DATASET EXCERPTS:
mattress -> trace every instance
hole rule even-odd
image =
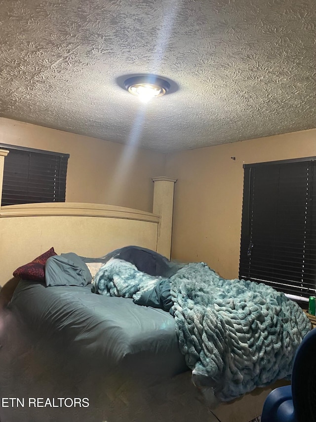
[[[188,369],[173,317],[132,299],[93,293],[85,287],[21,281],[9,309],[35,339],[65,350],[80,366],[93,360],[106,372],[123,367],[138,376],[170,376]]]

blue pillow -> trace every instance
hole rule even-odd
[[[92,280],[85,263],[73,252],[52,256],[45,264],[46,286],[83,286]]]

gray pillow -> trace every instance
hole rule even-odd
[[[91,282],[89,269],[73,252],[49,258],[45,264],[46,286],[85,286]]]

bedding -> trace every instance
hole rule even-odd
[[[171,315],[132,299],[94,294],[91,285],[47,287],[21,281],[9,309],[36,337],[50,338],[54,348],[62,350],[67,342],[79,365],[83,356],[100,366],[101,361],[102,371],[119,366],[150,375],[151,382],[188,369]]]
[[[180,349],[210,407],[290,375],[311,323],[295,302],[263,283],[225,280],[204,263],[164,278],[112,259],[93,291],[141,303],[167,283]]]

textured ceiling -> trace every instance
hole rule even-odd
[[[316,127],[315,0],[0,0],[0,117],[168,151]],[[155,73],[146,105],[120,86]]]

...

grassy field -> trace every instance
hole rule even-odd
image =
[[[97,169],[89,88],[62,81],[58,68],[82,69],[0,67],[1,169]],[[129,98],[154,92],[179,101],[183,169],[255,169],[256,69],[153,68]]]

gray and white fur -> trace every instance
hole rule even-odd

TASK DETAILS: Pick out every line in the rows above that contains the word "instance", and copy each one in full.

ANSWER TO THIS PROBLEM:
mattress -> trace every instance
blue pillow -> trace every instance
gray pillow -> trace every instance
bedding -> trace every instance
textured ceiling -> trace every instance
grassy field -> trace every instance
gray and white fur -> trace every instance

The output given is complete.